次の問いに答えよ:
1. 次の(a)〜(c)が本文抜粋の内容と合っているかを、はい・いいえで答えよ。それぞれ決め手となる本文抜粋の言葉をそのまま引くこと。
(a) 潜在意識の存在は20世紀にフロイトによって発見された。
(b) 生まれたばかりの赤ちゃんの心は潜在意識のみだと言われている。
(c) 顕在意識は表面意識とも呼ばれる。
2. 本文抜粋によると、子どものころに傷ついたリトル・ミーがいると、つらい思いが過去のことでも心の傷が潜在意識に残るのはなぜか。1〜3文で説明せよ。

本文抜粋:

>>>>>

『「小さな私」の癒し方 幼少期の記憶で人生は9割決まる』 (心理カウンセラーmasa/KADOKAWA)第4回【全8回】
「なんだか生きづらい」「いつも同じようなことで悩んでしまう」と感じることはありませんか? もしかしたら、その原因は幼い頃の記憶にあるのかもしれません。書籍『「小さな私」の癒し方 幼少期の記憶で人生は9割決まる』(KADOKAWA)は、過去の経験、特に幼少期の記憶が、今のあなたの感情や行動に深く影響を与えていることを優しく解説します。「あの頃の小さな私」が抱えていた悲しみや不安、満たされなかった気持ちに気づき、理解することで、長年の心の痛みが少しずつ癒されていくはずです。より穏やかで自分らしい生き方を手に入れるためのヒントが詰まったこの本の中から、ありのままの自分を受け入れるための方法をご紹介します。
※本記事は心理カウンセラーmasa著の書籍『「小さな私」の癒し方 幼少期の記憶で人生は9割決まる』から一部抜粋・編集しました。
幼少期の記憶で人生は9割決まる
ここで、リトル・ミーがいる、私たちの心の仕組みについて、少し説明をしましょう。
私たちの心は、「顕在意識(理性)」と「潜在意識(無意識)」という2つの意識から成り立っていると聞いたことがある方も多いでしょう。
潜在意識の存在は、19世紀にオーストリアの心理学者、ジークムント・フロイトによって発見されました。
フロイトは、催眠術をかけられた患者さんが、それまでに語ったことのない記憶について話す様子を見て、日ごろは意識されることのない「無意識」に気づいたと言われています。
顕在意識は、表面意識とも呼ばれ、私たちが「今日のランチはこれにしよう」「あの人は、こんな性格だな」などと、意識的に考えたり、選択したり、判断したりするときの意識です。
一方で潜在意識は、普段は意識することのない、無意識の領域です。
たとえば、考えなくても靴をいつも右足から履くとか、電車に乗るといつも同じ隅の席に座るとかも無意識の行動ですし、たとえば、落としたものをいつも同じ動作で拾うのも無意識に刻み込まれた行動です。
生まれたばかりの赤ちゃんの心は潜在意識のみだと言われています。
赤ちゃんは、泣きたいときに泣き、楽しければ笑うなど本能のままで、自分を理性で抑えることなどありませんよね。
ところが潜在意識のみの赤ちゃんにも、小学生になるころまでに、少しずつ顕在意識が芽生えてきます。
この顕在意識と潜在意識の境目があいまいな幼いころに体験したことは、潜在意識に深く入り込みます。そのため、子どものころに、なんらかの理由で傷ついたリトル・ミーがいると、つらい思いをしたのは過去のことでも、心の傷は潜在意識にしっかりと残ります。

<<<<<

データ抜粋:

>>>>>

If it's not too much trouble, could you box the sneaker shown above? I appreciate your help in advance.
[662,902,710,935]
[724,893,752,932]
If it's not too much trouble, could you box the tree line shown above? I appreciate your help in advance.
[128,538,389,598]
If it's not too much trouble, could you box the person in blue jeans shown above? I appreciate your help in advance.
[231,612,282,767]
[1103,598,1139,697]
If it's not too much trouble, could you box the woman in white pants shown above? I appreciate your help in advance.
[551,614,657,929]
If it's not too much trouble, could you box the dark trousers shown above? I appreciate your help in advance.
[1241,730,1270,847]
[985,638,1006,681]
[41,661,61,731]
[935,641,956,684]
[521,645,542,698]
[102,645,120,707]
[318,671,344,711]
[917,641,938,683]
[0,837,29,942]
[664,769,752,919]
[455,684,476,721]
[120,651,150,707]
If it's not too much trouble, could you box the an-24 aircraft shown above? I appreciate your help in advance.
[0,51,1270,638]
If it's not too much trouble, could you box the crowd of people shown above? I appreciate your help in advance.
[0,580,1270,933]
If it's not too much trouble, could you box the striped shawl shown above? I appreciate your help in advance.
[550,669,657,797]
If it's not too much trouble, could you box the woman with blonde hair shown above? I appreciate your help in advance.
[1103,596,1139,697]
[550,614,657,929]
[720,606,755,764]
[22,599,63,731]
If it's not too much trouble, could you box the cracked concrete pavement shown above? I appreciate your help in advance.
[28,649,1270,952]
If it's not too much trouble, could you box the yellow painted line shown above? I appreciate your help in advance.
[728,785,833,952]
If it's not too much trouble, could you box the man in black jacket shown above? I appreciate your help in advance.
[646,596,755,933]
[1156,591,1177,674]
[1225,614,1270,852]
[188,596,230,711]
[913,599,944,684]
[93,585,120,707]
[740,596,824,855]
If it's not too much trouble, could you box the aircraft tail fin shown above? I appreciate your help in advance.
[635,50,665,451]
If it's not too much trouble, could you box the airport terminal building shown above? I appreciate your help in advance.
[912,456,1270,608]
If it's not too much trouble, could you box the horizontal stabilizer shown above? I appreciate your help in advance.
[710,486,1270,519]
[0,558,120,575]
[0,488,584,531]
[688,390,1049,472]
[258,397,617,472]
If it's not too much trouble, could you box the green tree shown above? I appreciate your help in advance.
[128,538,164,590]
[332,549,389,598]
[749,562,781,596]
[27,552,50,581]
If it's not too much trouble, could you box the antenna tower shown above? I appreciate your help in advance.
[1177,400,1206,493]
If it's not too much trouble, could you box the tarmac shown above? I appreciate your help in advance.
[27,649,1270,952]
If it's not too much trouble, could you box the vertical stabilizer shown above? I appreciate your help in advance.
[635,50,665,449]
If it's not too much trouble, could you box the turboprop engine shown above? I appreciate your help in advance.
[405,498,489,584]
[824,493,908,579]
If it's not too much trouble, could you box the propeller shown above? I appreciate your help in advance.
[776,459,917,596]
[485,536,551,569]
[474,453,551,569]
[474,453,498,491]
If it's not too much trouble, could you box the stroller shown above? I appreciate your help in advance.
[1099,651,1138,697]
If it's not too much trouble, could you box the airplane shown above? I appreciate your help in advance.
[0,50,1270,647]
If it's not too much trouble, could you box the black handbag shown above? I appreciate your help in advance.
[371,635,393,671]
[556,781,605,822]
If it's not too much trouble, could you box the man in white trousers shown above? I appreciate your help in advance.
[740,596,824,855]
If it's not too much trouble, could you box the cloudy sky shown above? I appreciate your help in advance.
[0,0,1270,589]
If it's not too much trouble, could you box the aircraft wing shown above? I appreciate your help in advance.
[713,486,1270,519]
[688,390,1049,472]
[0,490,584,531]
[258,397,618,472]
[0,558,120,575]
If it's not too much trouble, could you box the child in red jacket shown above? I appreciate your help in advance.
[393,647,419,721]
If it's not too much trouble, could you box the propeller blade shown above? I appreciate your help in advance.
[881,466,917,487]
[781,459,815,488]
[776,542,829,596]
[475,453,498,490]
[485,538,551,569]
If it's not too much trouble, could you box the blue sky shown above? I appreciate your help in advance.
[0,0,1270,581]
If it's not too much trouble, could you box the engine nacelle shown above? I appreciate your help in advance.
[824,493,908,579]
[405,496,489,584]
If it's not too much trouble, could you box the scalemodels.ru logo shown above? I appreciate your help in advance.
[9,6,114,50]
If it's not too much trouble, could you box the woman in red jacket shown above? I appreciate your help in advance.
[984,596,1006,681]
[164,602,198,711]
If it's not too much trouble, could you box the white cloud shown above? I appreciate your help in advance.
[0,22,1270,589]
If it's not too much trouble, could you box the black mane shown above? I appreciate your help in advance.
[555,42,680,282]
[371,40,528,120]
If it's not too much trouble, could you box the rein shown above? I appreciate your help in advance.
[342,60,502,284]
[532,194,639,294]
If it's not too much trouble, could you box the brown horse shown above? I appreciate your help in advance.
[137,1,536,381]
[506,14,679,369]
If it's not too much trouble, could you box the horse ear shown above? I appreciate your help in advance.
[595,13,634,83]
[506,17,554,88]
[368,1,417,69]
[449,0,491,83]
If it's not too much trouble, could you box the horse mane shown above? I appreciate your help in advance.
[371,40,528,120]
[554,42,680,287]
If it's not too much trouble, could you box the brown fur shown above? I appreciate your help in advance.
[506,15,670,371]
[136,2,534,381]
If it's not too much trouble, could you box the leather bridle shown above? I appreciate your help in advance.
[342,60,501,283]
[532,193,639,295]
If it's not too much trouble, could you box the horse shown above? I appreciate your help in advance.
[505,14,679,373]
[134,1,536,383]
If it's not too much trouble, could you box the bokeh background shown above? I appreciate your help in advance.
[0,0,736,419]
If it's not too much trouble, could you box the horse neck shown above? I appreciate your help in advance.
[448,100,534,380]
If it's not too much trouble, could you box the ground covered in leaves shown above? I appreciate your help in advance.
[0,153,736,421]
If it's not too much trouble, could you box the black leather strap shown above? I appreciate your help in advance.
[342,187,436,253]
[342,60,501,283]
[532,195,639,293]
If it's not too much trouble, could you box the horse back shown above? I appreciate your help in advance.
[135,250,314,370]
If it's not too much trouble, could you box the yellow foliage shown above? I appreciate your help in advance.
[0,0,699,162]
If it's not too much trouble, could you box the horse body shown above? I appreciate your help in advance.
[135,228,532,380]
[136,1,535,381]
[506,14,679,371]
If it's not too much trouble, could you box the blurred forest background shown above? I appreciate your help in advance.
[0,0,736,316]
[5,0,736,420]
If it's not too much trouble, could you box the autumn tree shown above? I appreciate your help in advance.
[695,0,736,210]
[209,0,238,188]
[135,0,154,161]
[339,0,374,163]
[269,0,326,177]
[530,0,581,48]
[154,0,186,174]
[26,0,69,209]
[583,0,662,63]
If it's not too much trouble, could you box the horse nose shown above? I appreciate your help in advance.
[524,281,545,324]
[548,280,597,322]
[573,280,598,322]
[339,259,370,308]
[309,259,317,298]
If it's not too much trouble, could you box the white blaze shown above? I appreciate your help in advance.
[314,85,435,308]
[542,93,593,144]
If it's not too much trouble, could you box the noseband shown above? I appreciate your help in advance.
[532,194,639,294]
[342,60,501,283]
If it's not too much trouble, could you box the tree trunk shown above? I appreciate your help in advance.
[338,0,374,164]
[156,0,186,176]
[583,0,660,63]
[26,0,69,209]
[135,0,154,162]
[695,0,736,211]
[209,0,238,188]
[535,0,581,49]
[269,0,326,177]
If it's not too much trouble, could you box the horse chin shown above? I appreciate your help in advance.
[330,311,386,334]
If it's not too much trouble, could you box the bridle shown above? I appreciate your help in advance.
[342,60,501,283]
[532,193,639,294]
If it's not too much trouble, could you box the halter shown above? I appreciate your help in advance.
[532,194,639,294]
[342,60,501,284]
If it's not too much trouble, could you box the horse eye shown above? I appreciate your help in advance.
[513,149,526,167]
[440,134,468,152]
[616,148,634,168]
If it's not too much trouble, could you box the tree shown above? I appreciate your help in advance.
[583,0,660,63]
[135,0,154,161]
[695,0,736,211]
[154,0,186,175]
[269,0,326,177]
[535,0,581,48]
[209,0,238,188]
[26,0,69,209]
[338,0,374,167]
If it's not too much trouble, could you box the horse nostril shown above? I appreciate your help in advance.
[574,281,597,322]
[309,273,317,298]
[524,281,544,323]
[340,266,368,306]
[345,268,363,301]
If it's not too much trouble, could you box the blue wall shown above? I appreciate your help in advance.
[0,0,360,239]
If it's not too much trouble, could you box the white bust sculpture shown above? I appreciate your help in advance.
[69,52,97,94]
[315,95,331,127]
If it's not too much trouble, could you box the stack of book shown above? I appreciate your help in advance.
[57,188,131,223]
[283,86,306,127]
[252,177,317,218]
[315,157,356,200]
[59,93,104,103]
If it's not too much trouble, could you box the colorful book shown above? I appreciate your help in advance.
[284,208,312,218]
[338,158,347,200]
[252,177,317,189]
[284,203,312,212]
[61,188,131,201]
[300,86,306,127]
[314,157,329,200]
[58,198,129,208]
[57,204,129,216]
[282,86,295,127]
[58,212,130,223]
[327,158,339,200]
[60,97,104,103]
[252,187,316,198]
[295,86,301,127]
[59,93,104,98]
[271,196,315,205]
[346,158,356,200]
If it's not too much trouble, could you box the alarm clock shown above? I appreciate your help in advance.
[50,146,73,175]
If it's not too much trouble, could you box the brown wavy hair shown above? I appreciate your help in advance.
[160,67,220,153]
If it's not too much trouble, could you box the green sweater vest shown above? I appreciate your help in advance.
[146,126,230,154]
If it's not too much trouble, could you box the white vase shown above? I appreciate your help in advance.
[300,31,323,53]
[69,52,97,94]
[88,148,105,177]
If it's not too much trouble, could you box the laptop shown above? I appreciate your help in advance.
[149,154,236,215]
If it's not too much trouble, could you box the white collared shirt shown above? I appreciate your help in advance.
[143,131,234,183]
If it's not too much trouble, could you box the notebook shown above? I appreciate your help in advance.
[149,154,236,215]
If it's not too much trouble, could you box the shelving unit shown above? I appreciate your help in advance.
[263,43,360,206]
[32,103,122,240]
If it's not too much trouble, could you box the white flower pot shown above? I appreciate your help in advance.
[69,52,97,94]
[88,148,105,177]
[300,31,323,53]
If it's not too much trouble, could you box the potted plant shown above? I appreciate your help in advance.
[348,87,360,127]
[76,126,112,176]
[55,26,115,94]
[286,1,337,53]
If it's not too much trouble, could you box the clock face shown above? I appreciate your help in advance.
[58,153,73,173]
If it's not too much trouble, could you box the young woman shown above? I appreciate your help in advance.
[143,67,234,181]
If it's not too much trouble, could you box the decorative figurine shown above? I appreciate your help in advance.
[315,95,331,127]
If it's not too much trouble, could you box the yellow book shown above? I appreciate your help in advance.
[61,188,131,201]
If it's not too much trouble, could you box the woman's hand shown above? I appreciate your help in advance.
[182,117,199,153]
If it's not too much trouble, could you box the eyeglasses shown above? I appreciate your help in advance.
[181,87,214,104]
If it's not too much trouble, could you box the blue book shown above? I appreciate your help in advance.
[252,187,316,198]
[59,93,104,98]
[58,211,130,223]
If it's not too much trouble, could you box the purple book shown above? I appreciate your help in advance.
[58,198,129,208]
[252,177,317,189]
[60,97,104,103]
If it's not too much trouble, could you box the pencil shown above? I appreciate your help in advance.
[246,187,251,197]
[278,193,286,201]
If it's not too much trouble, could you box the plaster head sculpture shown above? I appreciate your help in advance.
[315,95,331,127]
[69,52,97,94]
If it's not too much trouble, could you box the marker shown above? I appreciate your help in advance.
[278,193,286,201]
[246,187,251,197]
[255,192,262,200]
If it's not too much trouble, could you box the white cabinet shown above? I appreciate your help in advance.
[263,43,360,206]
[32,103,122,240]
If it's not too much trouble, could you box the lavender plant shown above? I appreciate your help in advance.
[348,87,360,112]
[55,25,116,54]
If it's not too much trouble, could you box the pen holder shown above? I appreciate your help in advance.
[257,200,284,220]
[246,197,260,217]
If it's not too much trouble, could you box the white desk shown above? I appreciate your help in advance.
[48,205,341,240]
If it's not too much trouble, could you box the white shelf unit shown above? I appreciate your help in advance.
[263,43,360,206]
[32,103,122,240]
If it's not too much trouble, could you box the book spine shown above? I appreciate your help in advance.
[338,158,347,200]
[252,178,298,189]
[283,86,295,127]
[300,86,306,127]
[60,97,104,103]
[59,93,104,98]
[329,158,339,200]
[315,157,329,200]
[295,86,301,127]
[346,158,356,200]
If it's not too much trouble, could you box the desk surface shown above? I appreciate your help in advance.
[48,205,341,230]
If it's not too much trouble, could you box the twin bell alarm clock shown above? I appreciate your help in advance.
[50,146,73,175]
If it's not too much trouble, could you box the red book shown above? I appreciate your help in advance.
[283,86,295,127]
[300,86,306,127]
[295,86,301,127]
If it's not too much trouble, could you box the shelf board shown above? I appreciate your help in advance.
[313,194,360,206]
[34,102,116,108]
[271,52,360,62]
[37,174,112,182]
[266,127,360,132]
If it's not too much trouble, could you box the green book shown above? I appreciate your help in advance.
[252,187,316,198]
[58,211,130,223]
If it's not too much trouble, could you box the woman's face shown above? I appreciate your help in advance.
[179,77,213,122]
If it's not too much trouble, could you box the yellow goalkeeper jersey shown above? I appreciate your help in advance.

<<<<<

各問の答え:
1.
(a) いいえ。「潜在意識の存在は、19世紀にオーストリアの心理学者、ジークムント・フロイトによって発見されました。」
(b) はい。「生まれたばかりの赤ちゃんの心は潜在意識のみだと言われています。」
(c) はい。「顕在意識は、表面意識とも呼ばれ」

2. 顕在意識と潜在意識の境目があいまいな幼いころに体験したことは、潜在意識に深く入り込むからである。そのため、つらい思いをしたのが過去のことでも、心の傷は潜在意識にしっかりと残る。